Below are the records; locate each line with the word "photo" and copy it.

□ □ □ □

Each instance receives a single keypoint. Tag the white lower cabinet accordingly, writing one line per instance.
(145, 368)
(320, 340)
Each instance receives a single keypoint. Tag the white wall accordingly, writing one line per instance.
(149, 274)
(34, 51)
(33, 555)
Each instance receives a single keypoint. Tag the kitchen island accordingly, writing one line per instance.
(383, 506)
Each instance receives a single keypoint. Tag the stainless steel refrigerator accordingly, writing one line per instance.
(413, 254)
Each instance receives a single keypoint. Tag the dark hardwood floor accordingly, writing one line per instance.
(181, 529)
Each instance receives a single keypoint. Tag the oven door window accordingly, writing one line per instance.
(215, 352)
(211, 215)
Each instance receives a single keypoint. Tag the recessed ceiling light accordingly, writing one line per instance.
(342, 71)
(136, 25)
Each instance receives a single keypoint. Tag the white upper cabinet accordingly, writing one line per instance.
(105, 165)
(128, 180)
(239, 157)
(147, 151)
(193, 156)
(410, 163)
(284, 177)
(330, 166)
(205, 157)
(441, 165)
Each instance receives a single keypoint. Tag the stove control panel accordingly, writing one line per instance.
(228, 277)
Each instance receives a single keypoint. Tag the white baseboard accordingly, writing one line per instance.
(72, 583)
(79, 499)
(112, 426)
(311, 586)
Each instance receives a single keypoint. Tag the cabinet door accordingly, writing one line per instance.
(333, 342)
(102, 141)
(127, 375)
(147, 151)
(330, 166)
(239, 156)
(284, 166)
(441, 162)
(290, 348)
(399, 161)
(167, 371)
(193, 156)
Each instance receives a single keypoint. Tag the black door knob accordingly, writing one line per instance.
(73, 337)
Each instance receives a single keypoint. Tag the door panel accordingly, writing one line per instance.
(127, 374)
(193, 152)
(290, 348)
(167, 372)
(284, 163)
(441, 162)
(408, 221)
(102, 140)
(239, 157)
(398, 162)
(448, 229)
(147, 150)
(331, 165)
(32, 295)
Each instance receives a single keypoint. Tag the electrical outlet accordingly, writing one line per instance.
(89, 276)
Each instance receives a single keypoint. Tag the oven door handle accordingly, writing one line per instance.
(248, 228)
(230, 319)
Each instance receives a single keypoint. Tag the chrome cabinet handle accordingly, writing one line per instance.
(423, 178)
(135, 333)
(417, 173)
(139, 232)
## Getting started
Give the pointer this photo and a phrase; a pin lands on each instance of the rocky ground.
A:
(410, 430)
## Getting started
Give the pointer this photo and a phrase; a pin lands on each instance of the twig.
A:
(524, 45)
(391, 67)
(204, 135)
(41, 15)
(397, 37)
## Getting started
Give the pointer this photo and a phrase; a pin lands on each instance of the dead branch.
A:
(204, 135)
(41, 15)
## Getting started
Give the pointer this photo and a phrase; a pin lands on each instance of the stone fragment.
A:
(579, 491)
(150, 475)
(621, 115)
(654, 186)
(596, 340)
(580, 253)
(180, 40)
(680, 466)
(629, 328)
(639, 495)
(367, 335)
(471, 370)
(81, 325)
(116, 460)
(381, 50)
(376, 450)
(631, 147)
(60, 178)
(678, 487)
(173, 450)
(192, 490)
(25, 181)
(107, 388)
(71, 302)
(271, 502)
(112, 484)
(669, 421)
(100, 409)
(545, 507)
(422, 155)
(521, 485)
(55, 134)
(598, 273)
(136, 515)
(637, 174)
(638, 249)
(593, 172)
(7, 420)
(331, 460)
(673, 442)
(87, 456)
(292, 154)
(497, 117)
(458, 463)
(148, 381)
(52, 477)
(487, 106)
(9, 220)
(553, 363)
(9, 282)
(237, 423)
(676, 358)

□ □ □ □

▸ **Your response**
Give the pointer this photo and a phrase; a pin lands on each instance of the rocky ground.
Give the pointer this photo and a phrase; a pin lands on each instance of the twig.
Give the pointer this photo and a phrase; a pin lands on each instance of the dead branch.
Give the pointer this photo and a phrase; a pin lands on each instance of the stone fragment.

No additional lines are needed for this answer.